Start Data for processing

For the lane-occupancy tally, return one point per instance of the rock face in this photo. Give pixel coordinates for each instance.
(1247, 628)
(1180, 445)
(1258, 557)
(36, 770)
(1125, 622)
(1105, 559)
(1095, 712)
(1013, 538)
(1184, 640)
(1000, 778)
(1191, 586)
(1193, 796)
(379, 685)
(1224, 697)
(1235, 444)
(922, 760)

End Data for processing

Task:
Express the records above as a two-column CSV with the headers text and answer, with one row per record. Put each value in a single quoted field and replace any line breaks with spaces.

Task answer:
text,answer
"For the lane-occupancy tally, return one point per instance of the rock face in this photo. Give pixel coordinates for each instance.","(1247, 628) (1180, 445) (1258, 557) (36, 770) (1125, 622) (1105, 559) (1095, 712) (1013, 538) (1184, 640) (1000, 778) (1191, 586) (1193, 796) (379, 685) (1224, 697) (1235, 444) (922, 760)"